Faltavam as sobremesas, que foram escolhidas à vista após a chegada de uma bandeja repleta de copos (à laia de verrines) com mousses diversas e outras preparações compostas por camadas (3,70 euros/cada). O "leite-creme com chantilly e morangos", alojado por debaixo dos restantes parceiros, obviamente não vinha queimado, mas o insólito era o despropositado sabor a pudim instantâneo. O que salvou o epílogo foi uma excelente "panna cotta de frutos silvestres".

O QUE FAZER:
1 > Resuma em duas frases o texto sobre as sobremesas.
2 > No texto sobre as sobremesas, quanto custava cada um dos copos?
3 > Dê seguimento ao texto sobre as sobremesas, a partir da última frase apresentada.

SECÇÃO DE DADOS:
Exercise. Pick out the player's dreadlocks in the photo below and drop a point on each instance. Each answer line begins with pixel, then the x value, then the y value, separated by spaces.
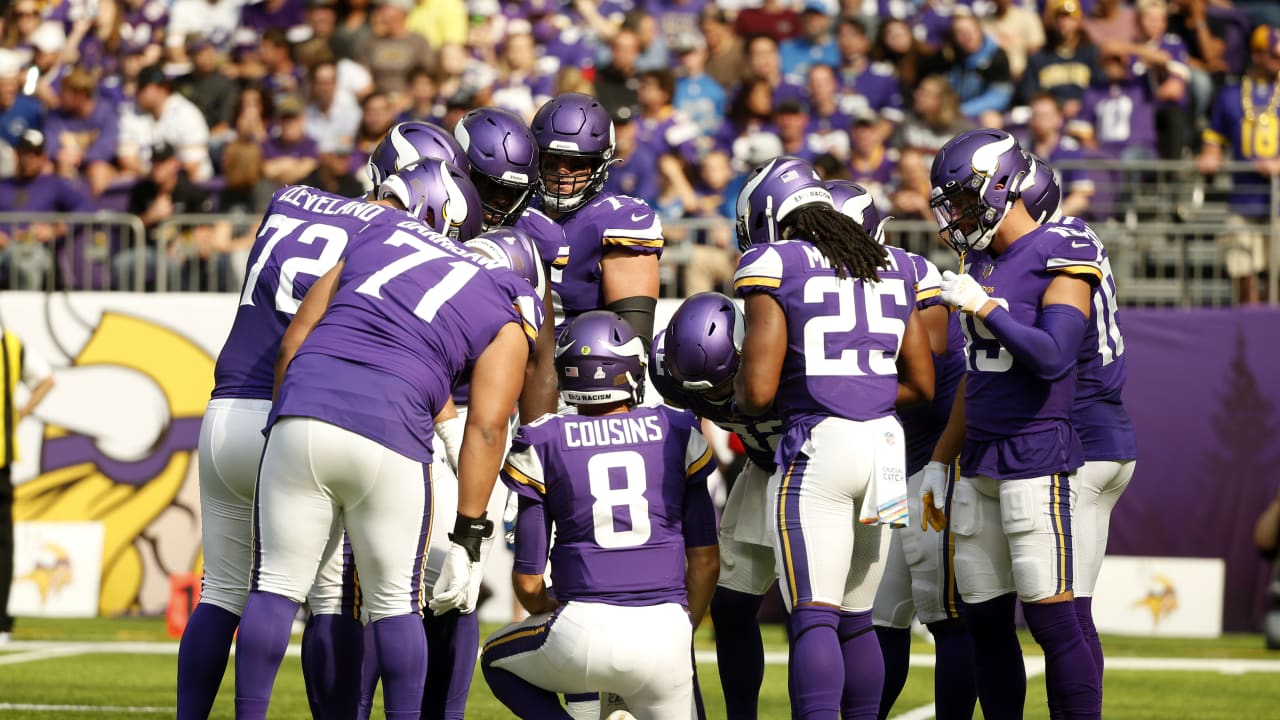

CONJUNTO DE RESPOSTAS:
1 > As sobremesas foram escolhidas à vista, a partir de uma bandeja com copos de mousses e outras preparações em camadas, a 3,70 euros cada. O leite-creme com chantilly e morangos tinha um despropositado sabor a pudim instantâneo, mas uma excelente panna cotta de frutos silvestres salvou o final.

2 > Custava 3,70 euros.

3 >
Este À Parte é um espaço bem imaginado, sendo provavelmente um dos restaurantes mais agradáveis e incomuns da cidade. É daqueles projectos em que o conceito e o ambiente têm mais peso na experiência do que a ementa, ou seja a parte comercial suplanta a vertente gastronómica, sem que no entanto se saia defraudado. A tentativa de agradar a diferentes públicos, visível numa lista que joga pelo seguro sem correr grandes riscos, deste belíssimo appart nas Avenidas Novas não o coloca assim tão "aparte" de outros restaurantes. Há momentos em que o essencial pode ser estar num local descontraído com os amigos e partilhar uma refeição sem grandes complicações. Se os "anfitriões" de serviço forem genuinamente acolhedores e a comida deixar boas recordações, melhor, mas por vezes isso é mais um elemento acessório e não o "prato principal" da noite. Uma casa grande, um ambiente fantástico, um serviço irrepreensível e uma cozinha memorável, são factores difíceis de conjugar no mesmo espaço. Quando se consegue, temos um verdadeiro caso à parte em que o essencial e o acessório dão lugar ao engenho e à arte.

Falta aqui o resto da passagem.